Would you please transcribe exactly the lines from the one containing "Please tag the car radiator" through the end of the material below, and only those?

Records to use Start Marker

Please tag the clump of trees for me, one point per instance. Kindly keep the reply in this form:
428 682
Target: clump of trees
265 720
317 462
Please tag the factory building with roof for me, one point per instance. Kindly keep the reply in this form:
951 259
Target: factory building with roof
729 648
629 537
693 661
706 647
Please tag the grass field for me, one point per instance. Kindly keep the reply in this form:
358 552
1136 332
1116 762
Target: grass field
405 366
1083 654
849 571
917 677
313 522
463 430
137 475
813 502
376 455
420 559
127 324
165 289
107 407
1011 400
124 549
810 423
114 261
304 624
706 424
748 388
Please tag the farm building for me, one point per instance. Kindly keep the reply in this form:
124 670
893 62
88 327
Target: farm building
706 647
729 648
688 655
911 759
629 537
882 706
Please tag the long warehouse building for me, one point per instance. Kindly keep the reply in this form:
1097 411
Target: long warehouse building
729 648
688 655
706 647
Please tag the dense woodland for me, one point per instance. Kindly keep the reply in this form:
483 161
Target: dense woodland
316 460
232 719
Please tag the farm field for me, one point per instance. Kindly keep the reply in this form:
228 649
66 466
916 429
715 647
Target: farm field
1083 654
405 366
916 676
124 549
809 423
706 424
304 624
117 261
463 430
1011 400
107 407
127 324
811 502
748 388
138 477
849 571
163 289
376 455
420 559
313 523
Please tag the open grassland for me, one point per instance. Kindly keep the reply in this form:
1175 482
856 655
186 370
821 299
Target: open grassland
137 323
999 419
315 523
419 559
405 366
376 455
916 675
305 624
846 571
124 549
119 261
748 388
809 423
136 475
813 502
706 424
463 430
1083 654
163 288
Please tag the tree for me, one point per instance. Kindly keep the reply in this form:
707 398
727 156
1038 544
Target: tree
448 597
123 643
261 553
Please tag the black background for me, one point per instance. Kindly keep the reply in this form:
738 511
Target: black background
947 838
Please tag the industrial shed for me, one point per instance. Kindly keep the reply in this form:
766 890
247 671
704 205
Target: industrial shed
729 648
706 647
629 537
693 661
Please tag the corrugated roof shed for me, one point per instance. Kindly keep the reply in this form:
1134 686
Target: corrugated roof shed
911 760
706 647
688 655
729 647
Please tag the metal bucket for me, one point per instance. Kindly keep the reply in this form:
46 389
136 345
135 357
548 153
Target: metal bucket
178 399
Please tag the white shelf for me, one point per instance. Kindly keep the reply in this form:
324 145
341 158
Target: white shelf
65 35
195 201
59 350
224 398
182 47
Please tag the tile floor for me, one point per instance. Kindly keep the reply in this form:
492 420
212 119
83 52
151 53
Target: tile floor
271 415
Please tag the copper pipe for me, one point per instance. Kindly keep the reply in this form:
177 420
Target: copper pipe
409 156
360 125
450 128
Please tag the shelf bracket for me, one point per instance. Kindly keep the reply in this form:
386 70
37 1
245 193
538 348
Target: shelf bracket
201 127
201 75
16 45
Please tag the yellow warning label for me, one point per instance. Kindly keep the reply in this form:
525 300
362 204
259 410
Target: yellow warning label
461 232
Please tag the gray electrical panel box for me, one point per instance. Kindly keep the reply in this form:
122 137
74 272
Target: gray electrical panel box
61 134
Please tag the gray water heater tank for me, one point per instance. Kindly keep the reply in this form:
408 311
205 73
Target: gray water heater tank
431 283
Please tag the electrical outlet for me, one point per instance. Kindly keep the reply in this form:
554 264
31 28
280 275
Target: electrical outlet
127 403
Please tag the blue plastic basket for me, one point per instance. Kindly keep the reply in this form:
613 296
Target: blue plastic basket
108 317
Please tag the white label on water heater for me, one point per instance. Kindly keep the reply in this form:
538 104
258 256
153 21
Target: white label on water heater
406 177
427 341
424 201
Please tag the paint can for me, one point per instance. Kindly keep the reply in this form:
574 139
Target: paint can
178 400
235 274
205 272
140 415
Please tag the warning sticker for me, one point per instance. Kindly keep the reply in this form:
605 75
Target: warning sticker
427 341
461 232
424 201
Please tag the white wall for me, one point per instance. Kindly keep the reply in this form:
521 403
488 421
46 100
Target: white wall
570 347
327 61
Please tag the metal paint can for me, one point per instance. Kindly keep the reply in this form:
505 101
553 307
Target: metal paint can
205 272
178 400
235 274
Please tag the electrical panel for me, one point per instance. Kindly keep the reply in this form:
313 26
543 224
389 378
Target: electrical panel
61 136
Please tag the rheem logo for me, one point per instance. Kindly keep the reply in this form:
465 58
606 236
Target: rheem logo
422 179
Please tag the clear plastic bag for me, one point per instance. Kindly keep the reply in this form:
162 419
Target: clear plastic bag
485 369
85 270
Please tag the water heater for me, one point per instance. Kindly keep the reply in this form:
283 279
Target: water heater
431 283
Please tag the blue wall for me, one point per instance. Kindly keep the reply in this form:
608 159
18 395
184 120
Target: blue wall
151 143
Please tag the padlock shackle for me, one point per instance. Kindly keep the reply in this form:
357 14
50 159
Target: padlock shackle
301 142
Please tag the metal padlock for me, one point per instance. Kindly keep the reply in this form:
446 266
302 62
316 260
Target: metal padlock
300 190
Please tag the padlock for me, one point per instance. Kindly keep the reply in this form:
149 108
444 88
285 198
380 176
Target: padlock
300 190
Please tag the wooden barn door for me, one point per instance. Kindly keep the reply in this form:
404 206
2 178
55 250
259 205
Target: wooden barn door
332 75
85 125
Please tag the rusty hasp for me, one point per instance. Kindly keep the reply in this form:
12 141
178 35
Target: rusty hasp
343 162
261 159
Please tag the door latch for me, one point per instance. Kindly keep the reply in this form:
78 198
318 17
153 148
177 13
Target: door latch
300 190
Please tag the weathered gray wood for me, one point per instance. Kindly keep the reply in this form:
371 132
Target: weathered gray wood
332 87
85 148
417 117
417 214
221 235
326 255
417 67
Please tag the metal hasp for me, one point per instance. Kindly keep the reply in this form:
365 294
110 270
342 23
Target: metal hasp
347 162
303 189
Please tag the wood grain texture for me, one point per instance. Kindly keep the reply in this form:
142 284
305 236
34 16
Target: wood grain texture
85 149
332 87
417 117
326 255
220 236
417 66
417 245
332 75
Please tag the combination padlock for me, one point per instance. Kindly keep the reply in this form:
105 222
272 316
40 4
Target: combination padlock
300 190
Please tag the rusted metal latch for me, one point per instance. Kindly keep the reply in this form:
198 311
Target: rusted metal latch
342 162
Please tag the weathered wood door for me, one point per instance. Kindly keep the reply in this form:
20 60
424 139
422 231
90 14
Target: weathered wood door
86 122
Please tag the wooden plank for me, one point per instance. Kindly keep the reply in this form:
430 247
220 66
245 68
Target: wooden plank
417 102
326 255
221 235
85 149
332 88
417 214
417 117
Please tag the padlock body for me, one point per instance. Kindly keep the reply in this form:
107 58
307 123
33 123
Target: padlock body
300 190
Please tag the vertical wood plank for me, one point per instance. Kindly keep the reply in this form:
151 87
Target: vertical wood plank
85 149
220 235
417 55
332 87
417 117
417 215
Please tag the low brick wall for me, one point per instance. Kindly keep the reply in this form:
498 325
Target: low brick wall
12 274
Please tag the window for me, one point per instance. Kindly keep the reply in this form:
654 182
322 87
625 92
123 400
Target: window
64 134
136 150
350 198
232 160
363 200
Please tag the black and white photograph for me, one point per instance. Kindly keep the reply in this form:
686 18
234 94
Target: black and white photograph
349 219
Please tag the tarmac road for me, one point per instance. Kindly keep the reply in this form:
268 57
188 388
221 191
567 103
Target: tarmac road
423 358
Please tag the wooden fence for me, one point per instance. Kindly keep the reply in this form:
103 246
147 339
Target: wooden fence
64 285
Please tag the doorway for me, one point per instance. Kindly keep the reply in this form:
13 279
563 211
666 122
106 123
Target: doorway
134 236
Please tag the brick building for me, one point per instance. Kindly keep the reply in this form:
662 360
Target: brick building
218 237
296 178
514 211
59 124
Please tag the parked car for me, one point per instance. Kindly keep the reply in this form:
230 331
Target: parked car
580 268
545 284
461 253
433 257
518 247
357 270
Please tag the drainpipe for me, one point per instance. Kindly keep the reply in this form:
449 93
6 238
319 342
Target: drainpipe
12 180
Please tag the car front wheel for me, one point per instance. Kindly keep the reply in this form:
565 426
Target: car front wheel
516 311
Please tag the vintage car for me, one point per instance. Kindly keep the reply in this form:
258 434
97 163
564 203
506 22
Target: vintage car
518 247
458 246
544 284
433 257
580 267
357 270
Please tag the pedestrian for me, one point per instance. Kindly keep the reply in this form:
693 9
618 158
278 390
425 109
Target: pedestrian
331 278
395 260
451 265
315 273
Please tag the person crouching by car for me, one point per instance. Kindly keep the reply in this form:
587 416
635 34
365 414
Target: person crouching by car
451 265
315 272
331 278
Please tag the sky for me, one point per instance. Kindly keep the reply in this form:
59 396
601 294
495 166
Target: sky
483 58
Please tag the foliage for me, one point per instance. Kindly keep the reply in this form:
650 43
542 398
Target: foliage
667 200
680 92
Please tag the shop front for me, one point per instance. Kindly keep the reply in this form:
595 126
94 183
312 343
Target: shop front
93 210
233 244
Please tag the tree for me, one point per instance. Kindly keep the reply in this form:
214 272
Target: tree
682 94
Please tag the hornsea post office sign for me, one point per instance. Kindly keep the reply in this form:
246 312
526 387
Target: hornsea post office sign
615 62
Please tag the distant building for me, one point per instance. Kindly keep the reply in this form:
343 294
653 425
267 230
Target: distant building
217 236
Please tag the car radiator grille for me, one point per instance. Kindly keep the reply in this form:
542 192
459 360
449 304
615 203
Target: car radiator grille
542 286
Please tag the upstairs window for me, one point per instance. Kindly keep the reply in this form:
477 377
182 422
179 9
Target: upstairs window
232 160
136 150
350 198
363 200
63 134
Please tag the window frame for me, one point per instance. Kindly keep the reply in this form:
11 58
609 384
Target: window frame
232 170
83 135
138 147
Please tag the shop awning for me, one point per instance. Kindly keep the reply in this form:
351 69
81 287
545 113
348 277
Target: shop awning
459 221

Records to use End Marker

Exercise result:
Please tag the car radiator grille for me, one point per instance. Kindly keep the reply in this form:
542 192
459 360
449 304
615 203
Target: car radiator grille
542 286
Please tag the upstairs window for me, one point per instance. Kindly keep the reply in this form:
477 377
182 422
179 9
Target: upstairs window
232 160
136 150
350 198
363 200
63 134
Please tag the window frame for me, one point per instance. Kindly keep the reply in this form:
11 58
609 384
Target: window frame
232 170
83 135
138 147
Please tag the shop awning for me, one point per instance. Kindly keep the reply in this form:
351 69
81 287
545 113
348 277
Target: shop awning
459 221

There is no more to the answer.